### Exercise passage
.....

In 1882, Strauss' friend, Ludwig Thuile, introduced Strauss to the poetry of Gilm contained in the volume Letzte Blätter (Last Pages), published in the year of the poet's death, (and the composer's birth), 1864, which contained the poem, Allerseelen. The Opus 10 songs were all intended for the tenor voice and were dedicated to the principal tenor of the Munich Court Opera, Heinrich Vogl. Gilm's poem Allerseelen was well known in Germany; Eduard Lassen had set it several years previously. Strauss completed the song on 3 October 1885, whilst at Meiningen, where he had started his first job as conductor under Hans von Bülow. The song was given its first public performance at Meiningen in a chamber concert on 5 March 1886, (along with three other Opus 10 songs ("Zueignung" ("Dedication"), "Nichts" ("Nothing"), and "Die Georgine" ("The Dahlia")), sung by the tenor Rudolf Engelhardt. Although Strauss originally conceived of the song for a tenor voice, he did perform it as accompanist to his wife, Pauline in two concerts in Brussels, in November 1896, and other concerts around Germany in 1898 and 1899. In 1921, during his US tour, he also performed it with the soprano Elena Gerhardt. Strauss conducted the song for a live radio concert recorded with Soprano Annette Brun and the Orchestra della Svizzera Italiana on 11 June 1947.

Interpretations of the poem are various. All Souls' Day, 2 November, is the day of the year when people commemorate and recall those dear to them who have died. Alan Jefferson argues that "...the singer's character is trying to take advantage of the day to revive an old love affair which, it seems, has also died." Others see it more as a supernatural encounter: either the dead lover is communicating with the person setting the table or the singer is communicating with a departed lover. Norman Del Mar, when discussing the Opus 10 collection, states that "Lastly comes the ever-popular Allerseelen... a broad effusion of Strauss' growing lyricism".

.....

[Dataset entries]

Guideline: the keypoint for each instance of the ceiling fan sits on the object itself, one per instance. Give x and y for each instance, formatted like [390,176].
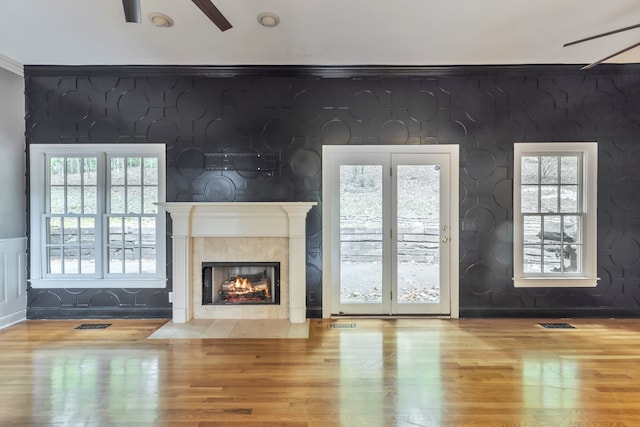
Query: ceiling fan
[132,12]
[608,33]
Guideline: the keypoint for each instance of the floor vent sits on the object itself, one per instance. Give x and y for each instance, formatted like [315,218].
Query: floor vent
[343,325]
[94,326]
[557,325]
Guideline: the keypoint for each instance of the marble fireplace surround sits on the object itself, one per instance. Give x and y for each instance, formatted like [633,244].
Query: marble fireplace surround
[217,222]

.....

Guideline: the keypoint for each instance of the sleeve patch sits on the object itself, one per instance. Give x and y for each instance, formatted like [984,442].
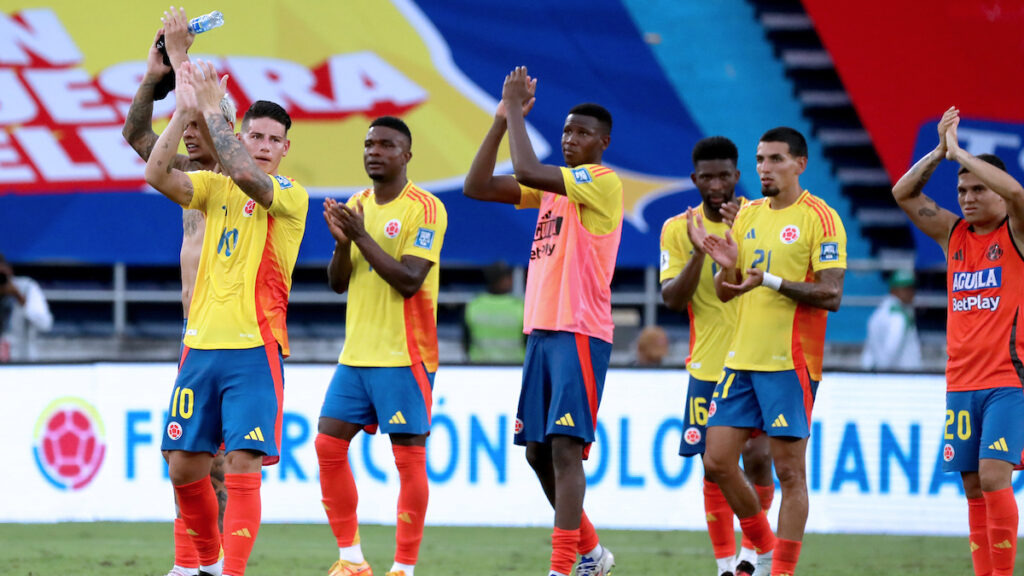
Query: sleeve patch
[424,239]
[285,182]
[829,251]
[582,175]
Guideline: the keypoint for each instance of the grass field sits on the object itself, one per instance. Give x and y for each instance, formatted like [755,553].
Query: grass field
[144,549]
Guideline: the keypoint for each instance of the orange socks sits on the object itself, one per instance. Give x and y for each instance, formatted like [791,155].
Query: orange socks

.....

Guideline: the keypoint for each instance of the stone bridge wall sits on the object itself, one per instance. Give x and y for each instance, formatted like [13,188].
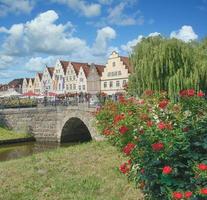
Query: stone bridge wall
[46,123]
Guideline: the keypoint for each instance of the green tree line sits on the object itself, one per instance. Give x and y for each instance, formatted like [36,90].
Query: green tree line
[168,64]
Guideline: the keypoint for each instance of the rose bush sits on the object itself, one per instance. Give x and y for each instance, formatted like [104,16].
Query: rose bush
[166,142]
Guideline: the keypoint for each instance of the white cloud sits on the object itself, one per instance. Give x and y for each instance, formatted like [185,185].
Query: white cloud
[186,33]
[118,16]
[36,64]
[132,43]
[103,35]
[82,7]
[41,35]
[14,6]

.....

### Problem set
A. According to the passage on Strauss's song Allerseelen, who sang at the song's first public performance in Meiningen?
B. Pick up the passage on Strauss's song Allerseelen after its final sentence and continue writing it.

### Replies
A. The tenor Rudolf Engelhardt.

B.
==Lyrics==
| Allerseelen | All Souls Day |
|
Stell auf den Tisch die duftenden Reseden, Die letzten roten Astern trag herbei, Und laß uns wieder von der Liebe reden, Wie einst im Mai. Gib mir die Hand, daß ich sie heimlich drücke Und wenn man's sieht, mir ist es einerlei, Gib mir nur einen deiner süßen Blicke, Wie einst im Mai. Es blüht und duftet heut auf jedem Grabe, Ein Tag im Jahre ist ja den Toten frei, Komm an mein Herz, daß ich dich wieder habe, Wie einst im Mai.
 |
 Place on the table the fragrant mignonettes, Bring in the last red asters, and let us talk of love again, as once we did in May. Give me your hand, so that I may secretly press it; and if someone sees, it's all one to me. Just give me one of your sweet glances, as once you did in May. Flowers bloom and spread their fragrance today on every grave; one day in the year is sacred for the dead. Come close to my heart, so that I can have you again, as once I did in May.
 |

==Orchestral arrangements==

The 1932 orchestration by Heger has the following instrumentation:

- Two flutes, two oboes, two clarinets, bass clarinet, two bassoons
- Four french horns, two trumpets, one trombone
- Timpani
- One harp
- Strings

"Heger's version was acceptable to Strauss, and indeed he conducted it at his own concerts". In 1947 he made a live recording with this version.

There are instrumental arrangements for Brass band, including one by Stephen Roberts published in 2006.